## QUOTED PASSAGE
>>>

Titration also prevents you from gaining unnecessary body fat. If you weight 180 and want to grow into 220, common advice is to ‘eat like you are 220’. While the reasoning is sound, jumping straight into meal sizes appropriate for someone 40lbs heavier is a good way to get soft. Muscle growth is gradual and non-linear, so consistently ticking up your calorie intake gives you time to make better use of it.

3. SCHEDULE FOR CONVENIENCE

Remember: COMPLIANCE IS KING! You have to actually stick to a diet plan for it to work. Don’t make the mistake of getting overly excited in the beginning and writing out an unrealistic plan.

Yes, I know some of your favorite bodybuilders eat 12 times per day. When your entire job is to train, eat and sleep, you can give that a crack too. While you still have a day job and family obligations, you have to structure your meals for convenience.

Eating the same thing every day gets you most of the way there, but you also have to know when these meals are going to be scheduled and how you are going to have them ready. This is why 4 meals per day beats 6 or 8; less moving parts means less chance of screwing up and leaving your tupperware at home.

For me, breakfast and dinner are the easy ones. These are always at home where I have plenty of time scheduled to make them. Lunch and the afternoon shake require planning, so I simply make sure I have them packed and ready to go before I leave the house. I also have a back-up plan in case I forget; I know the places around that have meals that match the calorie profile. In a pinch, I can order Waba Grill with extra meet and pick up a ready-to-drink shake from the Vitamin Shoppe across from my work.

4. TREAT EATING LIKE TRAINING

Setting a baseline of eating is easy; it’s probably not going to be an overwhelming amount of food at the start so most of the growing pains will be with learning to stick to your routine. Once you start increasing portion sizes to get the scale to move, this will become a very different story.

<<<

## PROBLEMS AND TASKS
1. Duplicate the bulking diet passage from "4. TREAT EATING" to "very different story.".
2. Answer these from the bulking diet passage:
(a) What number of meals per day does it say beats 6 or 8?
(b) Which two meals does the writer call the easy ones?
(c) Where can the writer pick up a ready-to-drink shake in a pinch?
Nothing in the listing is needed for any of this work.

## PROVIDED MATERIAL

>>>

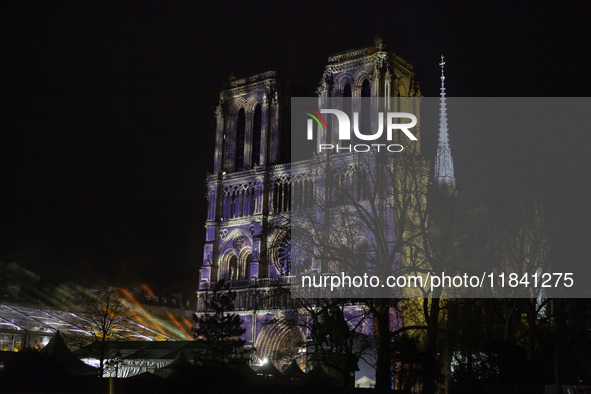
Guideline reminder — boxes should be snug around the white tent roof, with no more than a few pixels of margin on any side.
[355,375,376,388]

<<<

## ANSWERS
1.
4. TREAT EATING LIKE TRAINING

Setting a baseline of eating is easy; it’s probably not going to be an overwhelming amount of food at the start so most of the growing pains will be with learning to stick to your routine. Once you start increasing portion sizes to get the scale to move, this will become a very different story.

2.
(a) 4 meals per day
(b) Breakfast and dinner
(c) The Vitamin Shoppe across from the writer's work